§ YOUR OBJECTIVE
In the text on Alberta's debt, what debt is the province on track to finish the fiscal year with?

§ TEXT EXCERPT
━━━
Alberta debt clock stands at $7.8 billion

The image most people across Canada have of Alberta is locked in a time capsule.

Derek Fildebrandt

Alberta Director of the Canadian Taxpayers Federation

The image most people across Canada have of Alberta is locked in a time capsule. It’s summed up by the picture of a gleaming Ralph Klein hoisting the Alberta debt “Paid in Full” sign above his head in 2004.

This image of Alberta has largely endured, even within Alberta somewhat. Alberta was not only debt-free, but as recently as 2009, had $17 billion tucked away for a rainy day in the Sustainability Fund.

Fast-forward to 2014, and Alberta’s sterling financial reputation is in tatters. The $17 billion rainy-day Sustainability Fund is virtually depleted, and the province is on track to finish the fiscal year with an $8.7 billion debt. In fact, Alberta is projected to take on an additional $4 billion in debt, every year. By the time the next election rolls around, Alberta will be a full $17 billion in the hole.
━━━
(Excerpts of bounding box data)
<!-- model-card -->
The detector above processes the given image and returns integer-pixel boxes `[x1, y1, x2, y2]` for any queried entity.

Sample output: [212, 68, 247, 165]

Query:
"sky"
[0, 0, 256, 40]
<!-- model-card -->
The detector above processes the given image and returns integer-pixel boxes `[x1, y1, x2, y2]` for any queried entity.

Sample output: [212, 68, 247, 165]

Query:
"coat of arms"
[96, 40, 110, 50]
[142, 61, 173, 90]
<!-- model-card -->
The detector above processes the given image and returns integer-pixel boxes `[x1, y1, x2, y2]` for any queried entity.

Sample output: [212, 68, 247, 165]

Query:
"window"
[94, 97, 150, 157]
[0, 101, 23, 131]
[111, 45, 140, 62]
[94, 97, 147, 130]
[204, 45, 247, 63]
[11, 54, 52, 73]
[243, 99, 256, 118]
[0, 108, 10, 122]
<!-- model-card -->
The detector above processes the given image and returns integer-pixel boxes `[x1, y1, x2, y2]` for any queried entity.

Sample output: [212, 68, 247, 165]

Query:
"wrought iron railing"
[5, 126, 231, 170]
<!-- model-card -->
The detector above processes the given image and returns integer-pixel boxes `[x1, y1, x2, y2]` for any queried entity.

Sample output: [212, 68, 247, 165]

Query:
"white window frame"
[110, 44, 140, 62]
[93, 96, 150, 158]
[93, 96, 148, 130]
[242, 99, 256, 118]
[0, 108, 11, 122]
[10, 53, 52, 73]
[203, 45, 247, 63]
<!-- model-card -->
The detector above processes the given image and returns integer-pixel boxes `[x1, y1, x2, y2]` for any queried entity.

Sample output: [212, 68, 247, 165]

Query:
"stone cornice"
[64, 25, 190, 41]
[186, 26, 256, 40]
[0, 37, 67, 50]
━━━
§ THE OUTPUT
An $8.7 billion debt.